FRAGMENTO DEL DOCUMENTO
------------------------------

Bruce Springsteen y la E Street Band conquistan a 30.000 almas en El Molinón en su único concierto de este año en España

Foto: atlas | Vídeo: atlas
Jesús Ruiz Mantilla

Solo los desatinados algoritmos poco exactos de los programadores internacionales sabrán por qué demonios el de anoche fue el único concierto que dio Bruce Springsteen en España este año. Quizás por eso, desde que a las 21.34 salió al escenario hasta que se retiró pasada la una, exactamente 3 horas y 32 minutos después tras entonar a pelo Thunder road, su actuación supo a gloria.

Las 30.000 personas que hace meses habían agotado en cuatro horas la compra del aforo para llenar el estadio Molinón se sentían de alguna manera privilegiadas por tener la oportunidad de contemplar a su ídolo en su parada por el país que dice adorar y desde el minuto uno mantuvieron su particular y multitudinaria comunión con este astro tierno, cercano, carismático y rabioso del rock.

A la salida en procesión de una ya abultada E. Street Band —en la última época reforzada por una poderosa sección de viento que suple como puede en los afectos, pero espectacularmente, la leyenda de Clarence Clemons— siguió la aparición de Bruce. Sobrio, amable, calentando lentamente lo que sabe que son noches de exceso para sus curtidos 63 años, conservando su voz de grave trovador en un punto admirable, Springsteen demostró desde el inicio que este no iba a ser un concierto para animar la compra de su último disco y comenzó con My love will not let you down.

------------------------------

TUS TAREAS
A – Según la crónica del concierto de Springsteen en El Molinón, ¿con qué canción abrió el músico su actuación?
B – Prolonga la crónica del concierto de Springsteen en El Molinón a partir de su último párrafo.

ENTRADAS EXTRAÍDAS
------------------------------

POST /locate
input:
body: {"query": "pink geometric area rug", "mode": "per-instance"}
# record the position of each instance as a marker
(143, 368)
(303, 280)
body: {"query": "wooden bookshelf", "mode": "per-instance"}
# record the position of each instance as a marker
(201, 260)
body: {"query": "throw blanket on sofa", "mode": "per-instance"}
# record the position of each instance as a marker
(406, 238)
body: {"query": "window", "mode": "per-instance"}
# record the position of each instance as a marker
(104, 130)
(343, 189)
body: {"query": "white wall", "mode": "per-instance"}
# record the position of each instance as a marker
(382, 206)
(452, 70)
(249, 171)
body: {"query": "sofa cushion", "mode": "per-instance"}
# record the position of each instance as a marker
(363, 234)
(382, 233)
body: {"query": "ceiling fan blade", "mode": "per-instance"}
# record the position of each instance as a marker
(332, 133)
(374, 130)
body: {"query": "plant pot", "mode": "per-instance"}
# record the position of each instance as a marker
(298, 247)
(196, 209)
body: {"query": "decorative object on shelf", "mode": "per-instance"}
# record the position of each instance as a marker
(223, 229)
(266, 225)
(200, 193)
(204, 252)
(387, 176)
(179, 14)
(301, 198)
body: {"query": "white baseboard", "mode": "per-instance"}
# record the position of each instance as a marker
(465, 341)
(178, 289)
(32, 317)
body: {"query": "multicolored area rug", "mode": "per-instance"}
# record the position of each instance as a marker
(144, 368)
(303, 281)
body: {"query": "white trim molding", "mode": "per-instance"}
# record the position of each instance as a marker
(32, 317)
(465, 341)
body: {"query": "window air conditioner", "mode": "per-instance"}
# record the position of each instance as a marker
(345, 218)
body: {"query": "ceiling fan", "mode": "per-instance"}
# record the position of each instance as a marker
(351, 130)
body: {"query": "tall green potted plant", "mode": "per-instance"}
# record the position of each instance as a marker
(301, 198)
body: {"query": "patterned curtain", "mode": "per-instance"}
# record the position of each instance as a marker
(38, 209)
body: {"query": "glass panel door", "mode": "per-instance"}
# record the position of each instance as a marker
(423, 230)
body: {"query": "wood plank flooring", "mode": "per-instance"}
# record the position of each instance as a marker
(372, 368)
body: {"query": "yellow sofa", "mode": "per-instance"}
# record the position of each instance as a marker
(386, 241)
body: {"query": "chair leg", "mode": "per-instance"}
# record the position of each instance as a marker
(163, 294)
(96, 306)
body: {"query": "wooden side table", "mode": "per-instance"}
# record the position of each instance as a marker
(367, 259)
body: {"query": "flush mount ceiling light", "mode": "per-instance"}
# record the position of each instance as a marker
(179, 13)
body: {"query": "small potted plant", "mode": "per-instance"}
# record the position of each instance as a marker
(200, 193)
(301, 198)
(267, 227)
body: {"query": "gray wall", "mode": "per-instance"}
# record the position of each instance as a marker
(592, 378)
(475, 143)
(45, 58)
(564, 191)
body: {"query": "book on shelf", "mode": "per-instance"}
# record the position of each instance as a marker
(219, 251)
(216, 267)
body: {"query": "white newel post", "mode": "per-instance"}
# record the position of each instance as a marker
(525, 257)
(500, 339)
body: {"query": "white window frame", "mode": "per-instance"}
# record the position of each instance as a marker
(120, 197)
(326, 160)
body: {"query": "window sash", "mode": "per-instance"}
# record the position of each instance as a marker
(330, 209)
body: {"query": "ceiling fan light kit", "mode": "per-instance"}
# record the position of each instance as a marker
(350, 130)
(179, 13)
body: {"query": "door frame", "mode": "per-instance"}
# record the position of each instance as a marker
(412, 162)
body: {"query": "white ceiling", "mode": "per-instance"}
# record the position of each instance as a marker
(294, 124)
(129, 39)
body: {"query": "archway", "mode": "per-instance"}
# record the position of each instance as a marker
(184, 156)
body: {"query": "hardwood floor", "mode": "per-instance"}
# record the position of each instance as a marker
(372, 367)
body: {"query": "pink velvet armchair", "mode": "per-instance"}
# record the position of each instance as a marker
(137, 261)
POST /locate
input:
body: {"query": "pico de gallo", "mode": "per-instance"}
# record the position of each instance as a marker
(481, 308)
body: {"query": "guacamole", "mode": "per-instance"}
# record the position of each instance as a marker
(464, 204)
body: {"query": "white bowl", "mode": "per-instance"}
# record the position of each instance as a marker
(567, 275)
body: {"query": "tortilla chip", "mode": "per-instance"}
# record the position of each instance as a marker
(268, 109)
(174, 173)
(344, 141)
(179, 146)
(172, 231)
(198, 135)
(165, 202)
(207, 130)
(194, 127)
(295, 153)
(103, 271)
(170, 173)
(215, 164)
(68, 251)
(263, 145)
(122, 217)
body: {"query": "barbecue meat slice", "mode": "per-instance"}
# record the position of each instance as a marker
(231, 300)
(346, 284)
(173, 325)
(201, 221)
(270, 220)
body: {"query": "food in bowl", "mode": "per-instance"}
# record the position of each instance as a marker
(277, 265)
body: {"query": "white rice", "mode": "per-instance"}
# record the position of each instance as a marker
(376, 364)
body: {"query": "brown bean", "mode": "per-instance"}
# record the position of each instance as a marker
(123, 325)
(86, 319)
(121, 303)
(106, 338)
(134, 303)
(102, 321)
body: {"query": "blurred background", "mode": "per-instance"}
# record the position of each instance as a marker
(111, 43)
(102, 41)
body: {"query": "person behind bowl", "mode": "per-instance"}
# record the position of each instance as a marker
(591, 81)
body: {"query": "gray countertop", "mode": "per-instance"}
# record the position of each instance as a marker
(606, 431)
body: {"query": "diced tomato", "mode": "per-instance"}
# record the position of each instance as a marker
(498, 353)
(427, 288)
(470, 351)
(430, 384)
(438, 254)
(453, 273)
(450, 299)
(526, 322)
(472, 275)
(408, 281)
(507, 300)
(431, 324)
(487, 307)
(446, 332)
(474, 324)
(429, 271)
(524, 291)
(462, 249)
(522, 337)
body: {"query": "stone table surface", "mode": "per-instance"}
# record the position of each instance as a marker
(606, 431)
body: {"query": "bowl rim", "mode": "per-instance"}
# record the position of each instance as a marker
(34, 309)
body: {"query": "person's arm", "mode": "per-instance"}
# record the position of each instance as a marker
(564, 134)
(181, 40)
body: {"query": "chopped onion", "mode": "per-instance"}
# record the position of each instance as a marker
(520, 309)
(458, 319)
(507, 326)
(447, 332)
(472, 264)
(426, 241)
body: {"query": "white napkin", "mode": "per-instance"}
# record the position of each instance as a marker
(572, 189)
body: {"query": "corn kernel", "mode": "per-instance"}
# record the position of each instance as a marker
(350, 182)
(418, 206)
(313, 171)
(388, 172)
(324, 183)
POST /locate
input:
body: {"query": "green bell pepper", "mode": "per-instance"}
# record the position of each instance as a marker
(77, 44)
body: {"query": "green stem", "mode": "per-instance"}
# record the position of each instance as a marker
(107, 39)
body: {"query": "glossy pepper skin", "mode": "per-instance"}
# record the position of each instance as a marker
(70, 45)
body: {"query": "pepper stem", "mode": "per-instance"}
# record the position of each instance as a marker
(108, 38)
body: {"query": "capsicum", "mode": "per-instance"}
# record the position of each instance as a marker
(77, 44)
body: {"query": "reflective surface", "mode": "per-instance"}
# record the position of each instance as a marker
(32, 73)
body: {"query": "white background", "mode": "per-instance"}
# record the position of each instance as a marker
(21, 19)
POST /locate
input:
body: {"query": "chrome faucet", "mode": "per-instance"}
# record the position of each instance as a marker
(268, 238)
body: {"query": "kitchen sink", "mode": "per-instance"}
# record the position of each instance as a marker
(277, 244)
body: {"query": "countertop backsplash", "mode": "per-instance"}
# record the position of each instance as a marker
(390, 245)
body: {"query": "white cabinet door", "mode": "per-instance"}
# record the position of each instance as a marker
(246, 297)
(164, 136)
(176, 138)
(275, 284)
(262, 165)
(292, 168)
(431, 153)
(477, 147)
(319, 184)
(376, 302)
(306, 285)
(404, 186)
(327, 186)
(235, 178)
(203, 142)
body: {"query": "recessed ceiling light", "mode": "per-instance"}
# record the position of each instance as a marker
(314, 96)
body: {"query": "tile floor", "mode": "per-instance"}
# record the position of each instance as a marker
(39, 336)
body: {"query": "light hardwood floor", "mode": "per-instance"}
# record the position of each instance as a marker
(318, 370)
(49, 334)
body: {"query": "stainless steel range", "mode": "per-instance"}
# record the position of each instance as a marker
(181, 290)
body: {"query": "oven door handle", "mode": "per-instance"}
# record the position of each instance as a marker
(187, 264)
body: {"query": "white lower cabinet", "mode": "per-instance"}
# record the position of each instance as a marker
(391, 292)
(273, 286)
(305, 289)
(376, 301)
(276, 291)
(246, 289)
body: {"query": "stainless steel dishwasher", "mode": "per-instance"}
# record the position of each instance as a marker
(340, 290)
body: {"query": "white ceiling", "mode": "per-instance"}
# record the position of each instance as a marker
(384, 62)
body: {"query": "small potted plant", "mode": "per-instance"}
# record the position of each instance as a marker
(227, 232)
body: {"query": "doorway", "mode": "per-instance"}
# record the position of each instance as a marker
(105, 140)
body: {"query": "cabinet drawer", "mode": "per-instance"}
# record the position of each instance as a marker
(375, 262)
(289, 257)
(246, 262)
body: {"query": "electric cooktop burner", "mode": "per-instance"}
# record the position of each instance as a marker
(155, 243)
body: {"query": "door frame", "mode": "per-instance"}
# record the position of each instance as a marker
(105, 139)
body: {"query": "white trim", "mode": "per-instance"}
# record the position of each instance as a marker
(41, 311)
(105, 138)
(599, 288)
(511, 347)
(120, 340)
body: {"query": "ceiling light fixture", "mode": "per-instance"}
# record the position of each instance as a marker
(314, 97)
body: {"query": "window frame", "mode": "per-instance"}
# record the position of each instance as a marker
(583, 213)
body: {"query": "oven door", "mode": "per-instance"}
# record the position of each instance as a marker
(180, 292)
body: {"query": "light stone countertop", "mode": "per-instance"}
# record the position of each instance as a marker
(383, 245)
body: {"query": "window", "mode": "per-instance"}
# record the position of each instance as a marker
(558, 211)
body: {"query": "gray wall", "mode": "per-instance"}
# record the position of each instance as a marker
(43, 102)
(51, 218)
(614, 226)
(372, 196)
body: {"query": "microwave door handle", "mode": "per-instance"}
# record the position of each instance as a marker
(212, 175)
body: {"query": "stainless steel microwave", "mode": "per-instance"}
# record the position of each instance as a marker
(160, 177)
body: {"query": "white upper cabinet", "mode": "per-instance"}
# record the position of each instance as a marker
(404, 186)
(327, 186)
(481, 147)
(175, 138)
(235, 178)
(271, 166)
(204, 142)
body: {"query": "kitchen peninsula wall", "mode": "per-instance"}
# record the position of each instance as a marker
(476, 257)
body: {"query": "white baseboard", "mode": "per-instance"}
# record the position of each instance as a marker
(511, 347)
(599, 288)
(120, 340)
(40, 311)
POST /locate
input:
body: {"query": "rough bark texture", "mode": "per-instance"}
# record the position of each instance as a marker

------------------------------

RESPUESTAS DEL EJERCICIO
A – Con My love will not let you down.

B –
Siguió con Out in the street y solo media hora después entonó Wrecking ball junto a ese himno medio celta, medio marcial que es Death to my hometown. Antes había satisfecho unas cuantas peticiones de cartel: Better days, Ain’t good enough for you…, buena costumbre que practicó a menudo a lo largo de la noche. Y ya tenía al público rendido junto al núcleo duro de la banda. Los Nils Lofgren, Steve van Zandt, Gary Tallent, Max Weinberg, Roy Bittan… crecen y mejoran, descargan la emotiva y megalómana energía que requieren los conciertos de Springsteen con un oficio que colma las expectativas a lo grande.

Lo hacen a tono en la épica de canciones como Born to run o Badlands, en la diversión rockanrolera de Spirit in the night o la traca final cañera de fusión entre La bamba y Twist and shout o en la desgarradora intimidad poética de sus legendarias tragedias narradas como The river o, y eso sí que fue una novedad escucharla en directo, una joya como Drive all night.

Cuatro décadas y camino de los 50 años en los escenarios dan para mucho. Pero uno no permanece en la cima tanto tiempo seguido por pura casualidad. Solo una mezcla de secretos indescifrables, voluntad, pasión y entusiasmo escasamente arañado por el paso de los años lo explican.

También una nada afectada cercanía, la del chico eterno que sale cada noche al escenario con una guitarra que necesita su mano de barniz y que todo lo da, todo lo entrega entre la sonrisa y el rugido sin renunciar a sus momentos de placer —como los días que ha pasado en San Sebastián dándose algún que otro homenaje culinario—, pero sin olvidar su compromiso constante con el desgarro.

Springsteen sabía que se le esperaba con ansia. Y ya que no se darán este verano sus tradicionales paradas por Barcelona o Madrid, donde ahora hace poco más de un año dio uno de los conciertos más largos de su carrera —que ya es decir— en el Bernabéu haciendo botar al estadio durante 3 horas y 48 minutos, el Boss logró una inmediata comunicación con su público en Gijón a base de un glorioso repaso al repertorio.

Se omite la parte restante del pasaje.